Bereitgestelltes Material ▸
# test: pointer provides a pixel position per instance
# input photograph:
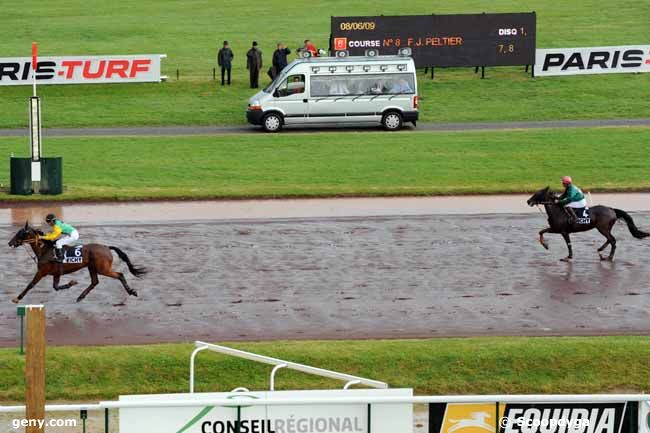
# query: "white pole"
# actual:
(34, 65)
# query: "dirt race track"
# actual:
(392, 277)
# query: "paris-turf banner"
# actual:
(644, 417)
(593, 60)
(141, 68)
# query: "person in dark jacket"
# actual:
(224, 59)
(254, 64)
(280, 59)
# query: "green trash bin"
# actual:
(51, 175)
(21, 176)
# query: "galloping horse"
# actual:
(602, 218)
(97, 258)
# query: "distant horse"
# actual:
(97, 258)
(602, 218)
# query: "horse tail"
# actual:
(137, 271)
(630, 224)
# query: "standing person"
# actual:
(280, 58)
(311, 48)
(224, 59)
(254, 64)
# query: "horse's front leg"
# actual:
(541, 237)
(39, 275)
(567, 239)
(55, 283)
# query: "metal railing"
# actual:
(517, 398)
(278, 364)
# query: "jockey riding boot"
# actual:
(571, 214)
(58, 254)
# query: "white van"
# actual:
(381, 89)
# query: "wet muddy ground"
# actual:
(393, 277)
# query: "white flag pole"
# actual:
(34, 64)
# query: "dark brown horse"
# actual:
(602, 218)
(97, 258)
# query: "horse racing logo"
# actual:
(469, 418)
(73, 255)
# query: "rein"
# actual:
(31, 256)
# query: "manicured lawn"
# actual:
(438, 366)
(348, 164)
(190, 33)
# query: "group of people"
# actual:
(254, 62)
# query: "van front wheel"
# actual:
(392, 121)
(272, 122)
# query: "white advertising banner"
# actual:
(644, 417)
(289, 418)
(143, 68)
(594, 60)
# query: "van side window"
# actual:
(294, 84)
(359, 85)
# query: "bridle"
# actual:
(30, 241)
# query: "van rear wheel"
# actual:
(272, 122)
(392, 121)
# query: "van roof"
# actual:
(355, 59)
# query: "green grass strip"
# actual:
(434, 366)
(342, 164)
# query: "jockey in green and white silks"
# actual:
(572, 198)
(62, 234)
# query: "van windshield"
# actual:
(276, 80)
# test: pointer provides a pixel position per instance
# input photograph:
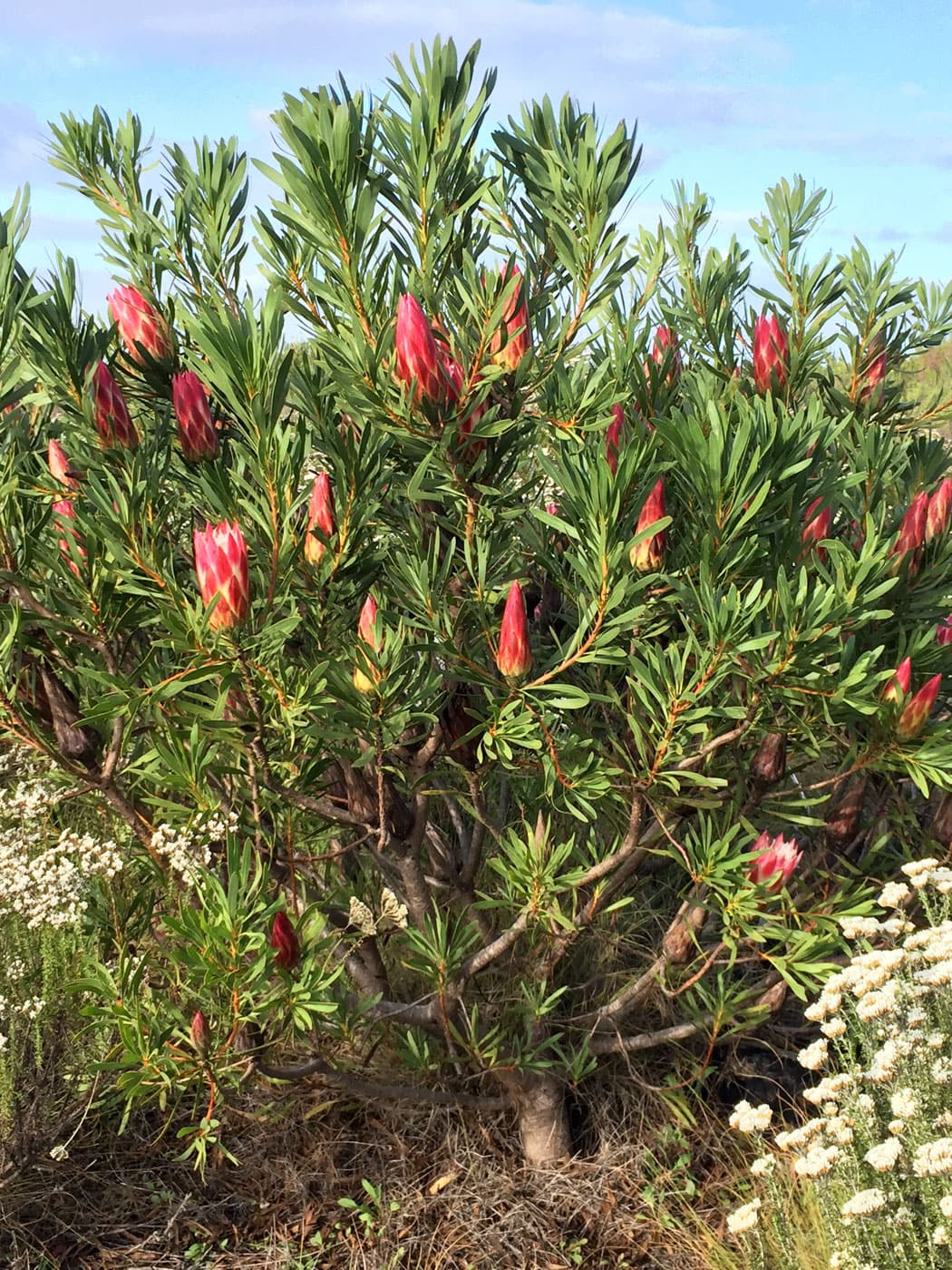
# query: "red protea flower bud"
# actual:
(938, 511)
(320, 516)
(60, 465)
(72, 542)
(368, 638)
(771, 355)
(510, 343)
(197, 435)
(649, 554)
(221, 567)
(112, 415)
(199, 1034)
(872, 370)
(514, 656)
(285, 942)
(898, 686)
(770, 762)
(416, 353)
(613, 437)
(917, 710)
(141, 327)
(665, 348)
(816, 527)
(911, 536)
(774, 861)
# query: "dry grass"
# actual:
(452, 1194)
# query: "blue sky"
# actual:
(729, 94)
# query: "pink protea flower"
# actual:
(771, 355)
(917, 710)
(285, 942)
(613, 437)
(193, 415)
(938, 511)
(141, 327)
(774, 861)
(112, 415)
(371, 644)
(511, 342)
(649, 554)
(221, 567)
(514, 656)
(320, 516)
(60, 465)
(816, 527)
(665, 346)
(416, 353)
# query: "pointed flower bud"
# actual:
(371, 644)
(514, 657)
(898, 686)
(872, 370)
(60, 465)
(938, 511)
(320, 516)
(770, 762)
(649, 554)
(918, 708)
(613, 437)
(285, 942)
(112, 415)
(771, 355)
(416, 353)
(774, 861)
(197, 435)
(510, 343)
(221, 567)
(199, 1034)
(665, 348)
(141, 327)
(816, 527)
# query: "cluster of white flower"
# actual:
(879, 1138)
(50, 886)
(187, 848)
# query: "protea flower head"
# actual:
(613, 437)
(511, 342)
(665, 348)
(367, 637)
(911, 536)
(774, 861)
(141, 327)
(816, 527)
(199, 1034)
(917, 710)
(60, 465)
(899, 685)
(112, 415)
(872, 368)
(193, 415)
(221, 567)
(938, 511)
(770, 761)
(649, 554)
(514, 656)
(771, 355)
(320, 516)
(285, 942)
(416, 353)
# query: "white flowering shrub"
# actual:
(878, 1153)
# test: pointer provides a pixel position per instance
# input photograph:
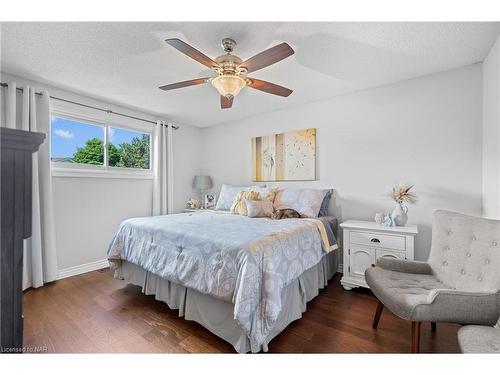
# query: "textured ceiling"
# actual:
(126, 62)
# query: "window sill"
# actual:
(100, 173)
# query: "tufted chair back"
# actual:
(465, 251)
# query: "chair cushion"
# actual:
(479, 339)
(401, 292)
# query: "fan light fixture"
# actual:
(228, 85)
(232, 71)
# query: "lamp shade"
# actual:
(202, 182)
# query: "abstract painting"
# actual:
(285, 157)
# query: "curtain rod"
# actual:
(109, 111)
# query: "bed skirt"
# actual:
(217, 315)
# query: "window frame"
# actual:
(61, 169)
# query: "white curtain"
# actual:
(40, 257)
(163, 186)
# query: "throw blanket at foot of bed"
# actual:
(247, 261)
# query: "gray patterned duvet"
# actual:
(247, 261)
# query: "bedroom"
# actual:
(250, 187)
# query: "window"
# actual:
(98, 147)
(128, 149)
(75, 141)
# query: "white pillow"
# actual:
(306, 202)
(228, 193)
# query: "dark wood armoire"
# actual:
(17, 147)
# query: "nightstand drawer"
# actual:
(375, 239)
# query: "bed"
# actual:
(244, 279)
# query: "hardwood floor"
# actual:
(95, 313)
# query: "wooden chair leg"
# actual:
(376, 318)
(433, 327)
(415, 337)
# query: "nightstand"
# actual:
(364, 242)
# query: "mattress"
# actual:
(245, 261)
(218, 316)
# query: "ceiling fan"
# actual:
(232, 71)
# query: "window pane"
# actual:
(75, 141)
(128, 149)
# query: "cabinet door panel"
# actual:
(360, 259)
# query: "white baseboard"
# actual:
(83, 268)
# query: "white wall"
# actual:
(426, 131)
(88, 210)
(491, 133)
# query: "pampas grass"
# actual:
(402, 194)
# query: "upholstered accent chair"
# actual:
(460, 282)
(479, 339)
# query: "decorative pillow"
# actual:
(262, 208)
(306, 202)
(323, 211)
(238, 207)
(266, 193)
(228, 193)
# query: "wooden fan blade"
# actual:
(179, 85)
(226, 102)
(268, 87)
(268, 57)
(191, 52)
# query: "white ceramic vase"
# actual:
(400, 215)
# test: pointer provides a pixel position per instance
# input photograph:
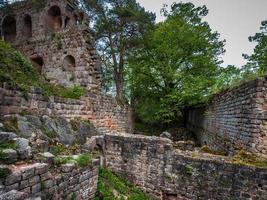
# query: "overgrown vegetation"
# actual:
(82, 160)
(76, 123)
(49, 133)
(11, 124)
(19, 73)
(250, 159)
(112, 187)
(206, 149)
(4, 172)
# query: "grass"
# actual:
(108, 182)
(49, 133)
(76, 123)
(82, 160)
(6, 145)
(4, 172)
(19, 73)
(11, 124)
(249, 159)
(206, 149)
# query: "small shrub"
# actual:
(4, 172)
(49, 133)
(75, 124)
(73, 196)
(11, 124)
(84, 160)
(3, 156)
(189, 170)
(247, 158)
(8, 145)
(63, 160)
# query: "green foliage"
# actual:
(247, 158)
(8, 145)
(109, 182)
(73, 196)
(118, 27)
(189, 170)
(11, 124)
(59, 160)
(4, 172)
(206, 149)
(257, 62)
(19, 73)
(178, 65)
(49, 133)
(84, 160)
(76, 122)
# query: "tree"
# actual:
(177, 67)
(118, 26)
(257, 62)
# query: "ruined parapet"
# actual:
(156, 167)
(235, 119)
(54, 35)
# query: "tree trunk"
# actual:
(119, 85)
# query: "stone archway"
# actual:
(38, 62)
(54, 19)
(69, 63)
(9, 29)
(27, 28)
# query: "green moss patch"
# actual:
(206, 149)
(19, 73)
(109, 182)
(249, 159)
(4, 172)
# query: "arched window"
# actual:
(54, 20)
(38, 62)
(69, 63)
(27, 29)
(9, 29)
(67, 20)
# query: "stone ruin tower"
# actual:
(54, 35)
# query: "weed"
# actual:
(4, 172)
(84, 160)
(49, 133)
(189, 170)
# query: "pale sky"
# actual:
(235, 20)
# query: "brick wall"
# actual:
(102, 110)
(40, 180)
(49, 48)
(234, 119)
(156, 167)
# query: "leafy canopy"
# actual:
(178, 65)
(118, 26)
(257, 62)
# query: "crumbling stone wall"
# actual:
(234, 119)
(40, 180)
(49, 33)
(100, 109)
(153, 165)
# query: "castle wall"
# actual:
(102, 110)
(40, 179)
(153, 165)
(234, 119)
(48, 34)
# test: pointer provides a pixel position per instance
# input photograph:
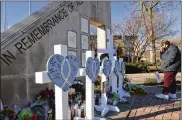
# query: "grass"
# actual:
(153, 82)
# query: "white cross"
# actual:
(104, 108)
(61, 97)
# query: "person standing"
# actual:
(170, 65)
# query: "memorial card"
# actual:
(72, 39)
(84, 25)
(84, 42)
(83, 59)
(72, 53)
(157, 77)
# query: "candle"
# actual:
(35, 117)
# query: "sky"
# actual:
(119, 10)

Gestellte Aufgabe ▸ Extrahieren Sie aus den obigen Einträgen jede Zeile, in der die Zeichenfolge „person“ vorkommt.

Lösung der Aufgabe ▸
# query: "person in dark jacket"
# query: "standing person"
# query: "person standing"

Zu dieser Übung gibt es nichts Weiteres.